* [About this task] Could you transcribe every record below exactly as it stands?

***** Task data

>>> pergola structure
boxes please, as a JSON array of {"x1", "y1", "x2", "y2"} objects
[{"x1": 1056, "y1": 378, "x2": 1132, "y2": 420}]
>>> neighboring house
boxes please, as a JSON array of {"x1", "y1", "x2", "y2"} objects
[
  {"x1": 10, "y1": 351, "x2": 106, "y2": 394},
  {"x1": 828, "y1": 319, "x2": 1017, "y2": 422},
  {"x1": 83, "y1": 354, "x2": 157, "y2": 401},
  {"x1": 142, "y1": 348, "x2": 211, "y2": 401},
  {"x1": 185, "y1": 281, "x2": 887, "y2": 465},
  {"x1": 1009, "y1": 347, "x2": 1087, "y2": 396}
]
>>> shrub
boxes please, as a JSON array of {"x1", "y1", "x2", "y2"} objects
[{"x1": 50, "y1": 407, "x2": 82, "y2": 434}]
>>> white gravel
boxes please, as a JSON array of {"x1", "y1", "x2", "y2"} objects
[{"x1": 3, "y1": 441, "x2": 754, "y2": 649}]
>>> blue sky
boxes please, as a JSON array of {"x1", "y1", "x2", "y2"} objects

**********

* [Solution for this task]
>>> pergola structure
boxes please, as a JSON array of {"x1", "y1", "x2", "y2"} objects
[{"x1": 1056, "y1": 378, "x2": 1132, "y2": 420}]
>>> neighboring house
boxes please, as a JSON array of {"x1", "y1", "x2", "y2"} objects
[
  {"x1": 10, "y1": 351, "x2": 106, "y2": 394},
  {"x1": 828, "y1": 319, "x2": 1017, "y2": 422},
  {"x1": 83, "y1": 354, "x2": 157, "y2": 401},
  {"x1": 142, "y1": 348, "x2": 211, "y2": 401},
  {"x1": 185, "y1": 281, "x2": 887, "y2": 465},
  {"x1": 1009, "y1": 347, "x2": 1087, "y2": 396}
]
>>> shrub
boxes please, as a JSON array of {"x1", "y1", "x2", "y2"} objects
[{"x1": 50, "y1": 407, "x2": 82, "y2": 434}]
>>> white gravel
boxes please, as a JSON array of {"x1", "y1", "x2", "y2"} objects
[{"x1": 3, "y1": 441, "x2": 754, "y2": 649}]
>>> blue sky
boxes please, as a JSON array of {"x1", "y1", "x2", "y2"} objects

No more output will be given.